__Work to complete__
- A) Answer these questions about the marmalade post:
(i) Which kind of orange is dismissed as too sweet?
(ii) How many seville oranges were bought, and for what total price?
(iii) Where were the muslin squares found, and how many came for what price?
- B) Edit the marmalade post from "I got out my" to "the other ingredients.", inclusive, swapping "jam pan" for "preserving pan".

-- START Given passage --

4 February 2009

:: marmalade

I got out my jam pan again today - this time to make marmalade. What a faff it turned out to be! But worth it, I think.

The first step is to get the right kind of oranges. Not navels, they're too sweet. It has to be seville oranges, which are too sour to be good for anything else. But the thing is that seville oranges are only in season for five minutes, and that brief season has never before coincided with me feeling like making marmalade or having a recipe or even the other ingredients.

So, I when I saw Nigel Slater's marmalade recipe in the paper a couple of weeks ago I tore it out and thought, I wonder if you can still get seville oranges in the shops... but didn't actually go looking for them.

Then Faye came to stay for a few days and on Saturday, a full week after I got the recipe, we had lunch at the local farm shop. And guess what they had on sale? Seville oranges. I vaguely remembered the recipe so bought 12, for the princely sum of £1.46. Obviously on a roll now, I found a bag of preserving sugar in the back of the cupboard, plus I had a couple of lemons and a good stockpile of jars.

That just left the muslin bag. Muslin - where do you get muslin these days? My one and only piece of muslin was a tiny square I got with some skin cleanser. A kitchen shop, maybe? Searches brought up all kinds of weird
jelly-straining solutions
and even a dainty, Delia-approved cloth (as small as my facecloth),but not plain muslin bags. Then I had a brainwave - I thought of those muslin cloths you use with tiny babies, to protect your shoulder from burped-up milk. Visited Sainsbury on the way home from work one night and bingo, there they were: five giant muslin squares for a fiver. The woman at the checkout said, "I didn't think you could still get these!"

-- END Given passage --
-- START Entries provided --

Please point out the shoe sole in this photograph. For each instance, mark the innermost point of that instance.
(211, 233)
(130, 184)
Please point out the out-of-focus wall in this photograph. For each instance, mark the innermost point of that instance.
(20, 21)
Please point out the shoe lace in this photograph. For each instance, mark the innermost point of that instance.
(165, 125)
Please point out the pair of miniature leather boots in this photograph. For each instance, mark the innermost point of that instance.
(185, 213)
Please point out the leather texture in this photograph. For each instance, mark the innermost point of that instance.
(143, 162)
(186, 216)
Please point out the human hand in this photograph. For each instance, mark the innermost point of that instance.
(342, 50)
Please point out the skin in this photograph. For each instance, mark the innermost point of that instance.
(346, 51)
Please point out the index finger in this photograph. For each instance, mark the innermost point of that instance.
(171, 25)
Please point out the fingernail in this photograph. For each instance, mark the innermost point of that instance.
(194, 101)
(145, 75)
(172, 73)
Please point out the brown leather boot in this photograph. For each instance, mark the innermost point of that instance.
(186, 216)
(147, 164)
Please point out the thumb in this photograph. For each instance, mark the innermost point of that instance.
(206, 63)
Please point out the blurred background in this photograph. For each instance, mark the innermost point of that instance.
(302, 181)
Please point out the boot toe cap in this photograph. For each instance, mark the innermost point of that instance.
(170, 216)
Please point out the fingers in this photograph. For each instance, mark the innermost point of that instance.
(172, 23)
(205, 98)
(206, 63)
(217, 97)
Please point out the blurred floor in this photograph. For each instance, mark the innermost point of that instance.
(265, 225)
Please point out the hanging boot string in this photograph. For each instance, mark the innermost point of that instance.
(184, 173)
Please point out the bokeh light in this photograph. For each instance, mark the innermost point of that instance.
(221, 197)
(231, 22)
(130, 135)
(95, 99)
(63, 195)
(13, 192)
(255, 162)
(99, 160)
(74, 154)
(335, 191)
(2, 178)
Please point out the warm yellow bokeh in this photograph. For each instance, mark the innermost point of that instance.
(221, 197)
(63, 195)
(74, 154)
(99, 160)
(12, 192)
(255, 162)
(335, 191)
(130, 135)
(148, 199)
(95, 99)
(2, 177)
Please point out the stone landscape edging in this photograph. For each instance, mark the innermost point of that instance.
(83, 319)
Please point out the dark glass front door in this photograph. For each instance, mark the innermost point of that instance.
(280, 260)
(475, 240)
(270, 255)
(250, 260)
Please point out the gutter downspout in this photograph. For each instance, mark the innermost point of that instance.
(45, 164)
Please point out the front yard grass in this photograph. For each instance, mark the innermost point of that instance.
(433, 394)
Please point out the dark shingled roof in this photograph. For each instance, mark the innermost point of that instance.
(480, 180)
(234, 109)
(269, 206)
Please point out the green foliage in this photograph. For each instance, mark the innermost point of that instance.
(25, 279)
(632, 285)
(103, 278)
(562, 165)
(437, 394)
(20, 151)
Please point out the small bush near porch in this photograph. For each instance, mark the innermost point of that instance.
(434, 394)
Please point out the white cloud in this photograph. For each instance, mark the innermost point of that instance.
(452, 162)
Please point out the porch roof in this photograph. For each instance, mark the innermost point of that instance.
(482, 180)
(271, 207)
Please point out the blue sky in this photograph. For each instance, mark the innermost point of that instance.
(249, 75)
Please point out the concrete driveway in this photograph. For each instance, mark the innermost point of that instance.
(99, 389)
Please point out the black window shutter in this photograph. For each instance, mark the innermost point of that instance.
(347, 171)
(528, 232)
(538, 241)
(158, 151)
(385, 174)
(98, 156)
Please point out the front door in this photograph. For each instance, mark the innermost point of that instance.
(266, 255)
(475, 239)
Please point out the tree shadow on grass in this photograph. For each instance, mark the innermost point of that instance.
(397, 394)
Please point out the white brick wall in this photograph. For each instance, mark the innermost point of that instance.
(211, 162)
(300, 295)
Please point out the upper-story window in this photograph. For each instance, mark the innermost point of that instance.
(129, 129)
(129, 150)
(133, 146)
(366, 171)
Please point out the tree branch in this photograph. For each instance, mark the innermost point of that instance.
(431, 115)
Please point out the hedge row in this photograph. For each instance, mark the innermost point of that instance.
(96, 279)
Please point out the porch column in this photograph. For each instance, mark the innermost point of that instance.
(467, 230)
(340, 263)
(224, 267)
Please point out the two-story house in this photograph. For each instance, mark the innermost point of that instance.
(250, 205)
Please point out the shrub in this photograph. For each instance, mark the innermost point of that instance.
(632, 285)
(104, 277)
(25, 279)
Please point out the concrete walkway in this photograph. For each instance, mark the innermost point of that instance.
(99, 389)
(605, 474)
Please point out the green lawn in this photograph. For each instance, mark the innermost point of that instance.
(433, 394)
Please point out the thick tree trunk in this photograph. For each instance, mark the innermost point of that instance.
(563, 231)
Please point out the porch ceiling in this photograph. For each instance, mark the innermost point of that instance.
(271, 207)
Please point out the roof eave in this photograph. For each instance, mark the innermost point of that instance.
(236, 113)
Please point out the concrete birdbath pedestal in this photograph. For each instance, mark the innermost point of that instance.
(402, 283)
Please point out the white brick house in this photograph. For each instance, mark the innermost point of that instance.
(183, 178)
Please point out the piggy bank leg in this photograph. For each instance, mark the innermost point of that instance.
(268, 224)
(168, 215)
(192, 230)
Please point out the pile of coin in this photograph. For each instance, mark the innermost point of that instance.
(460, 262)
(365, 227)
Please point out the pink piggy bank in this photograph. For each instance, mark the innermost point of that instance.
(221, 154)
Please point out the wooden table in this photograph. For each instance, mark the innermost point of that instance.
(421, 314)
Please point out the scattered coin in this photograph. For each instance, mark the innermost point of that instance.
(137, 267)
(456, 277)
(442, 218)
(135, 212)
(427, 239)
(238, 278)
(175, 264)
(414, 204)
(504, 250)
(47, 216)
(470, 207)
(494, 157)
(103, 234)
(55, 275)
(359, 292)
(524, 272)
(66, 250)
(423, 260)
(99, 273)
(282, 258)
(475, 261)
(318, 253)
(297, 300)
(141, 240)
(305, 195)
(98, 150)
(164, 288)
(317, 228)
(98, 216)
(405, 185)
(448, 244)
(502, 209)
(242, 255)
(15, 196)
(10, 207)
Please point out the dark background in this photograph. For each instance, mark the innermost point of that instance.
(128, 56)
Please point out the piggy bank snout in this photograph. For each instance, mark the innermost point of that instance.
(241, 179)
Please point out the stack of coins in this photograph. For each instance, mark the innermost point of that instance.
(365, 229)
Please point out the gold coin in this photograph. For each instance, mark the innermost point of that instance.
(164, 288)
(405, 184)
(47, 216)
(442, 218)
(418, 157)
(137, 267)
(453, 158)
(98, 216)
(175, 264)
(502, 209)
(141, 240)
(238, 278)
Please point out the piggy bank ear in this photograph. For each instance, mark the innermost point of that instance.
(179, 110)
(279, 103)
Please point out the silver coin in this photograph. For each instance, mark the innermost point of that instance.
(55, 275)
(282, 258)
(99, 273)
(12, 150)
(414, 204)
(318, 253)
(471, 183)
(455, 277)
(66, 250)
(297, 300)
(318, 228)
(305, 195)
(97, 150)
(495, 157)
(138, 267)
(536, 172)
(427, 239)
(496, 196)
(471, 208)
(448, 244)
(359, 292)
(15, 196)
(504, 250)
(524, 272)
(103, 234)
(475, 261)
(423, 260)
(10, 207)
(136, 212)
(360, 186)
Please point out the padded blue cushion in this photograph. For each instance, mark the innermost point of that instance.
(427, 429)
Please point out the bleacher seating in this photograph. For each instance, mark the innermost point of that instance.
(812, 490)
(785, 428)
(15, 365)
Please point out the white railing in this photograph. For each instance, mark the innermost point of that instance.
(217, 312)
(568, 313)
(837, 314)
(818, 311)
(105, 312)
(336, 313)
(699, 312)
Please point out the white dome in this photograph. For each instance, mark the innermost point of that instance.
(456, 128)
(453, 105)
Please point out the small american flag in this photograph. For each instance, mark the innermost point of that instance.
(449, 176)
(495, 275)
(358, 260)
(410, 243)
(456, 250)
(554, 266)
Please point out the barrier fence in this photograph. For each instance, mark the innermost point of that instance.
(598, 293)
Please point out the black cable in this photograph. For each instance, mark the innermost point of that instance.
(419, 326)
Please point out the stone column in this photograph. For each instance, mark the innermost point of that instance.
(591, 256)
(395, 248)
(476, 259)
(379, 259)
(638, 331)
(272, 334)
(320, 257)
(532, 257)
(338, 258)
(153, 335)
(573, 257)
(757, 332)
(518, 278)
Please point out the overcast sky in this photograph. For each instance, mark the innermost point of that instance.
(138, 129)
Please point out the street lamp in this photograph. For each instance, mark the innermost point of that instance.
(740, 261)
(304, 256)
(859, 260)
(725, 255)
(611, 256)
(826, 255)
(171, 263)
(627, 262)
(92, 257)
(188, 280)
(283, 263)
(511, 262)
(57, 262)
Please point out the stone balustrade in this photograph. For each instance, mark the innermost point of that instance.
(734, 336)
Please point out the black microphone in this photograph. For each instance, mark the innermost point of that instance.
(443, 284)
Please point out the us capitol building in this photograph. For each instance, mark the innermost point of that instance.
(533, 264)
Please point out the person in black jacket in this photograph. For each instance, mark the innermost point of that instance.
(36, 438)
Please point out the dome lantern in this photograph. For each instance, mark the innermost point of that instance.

-- END Entries provided --

__Replies__
- A)
(i) Navels.
(ii) 12, for £1.46.
(iii) At Sainsbury: five giant muslin squares for a fiver.

- B)
I got out my preserving pan again today - this time to make marmalade. What a faff it turned out to be! But worth it, I think.

The first step is to get the right kind of oranges. Not navels, they're too sweet. It has to be seville oranges, which are too sour to be good for anything else. But the thing is that seville oranges are only in season for five minutes, and that brief season has never before coincided with me feeling like making marmalade or having a recipe or even the other ingredients.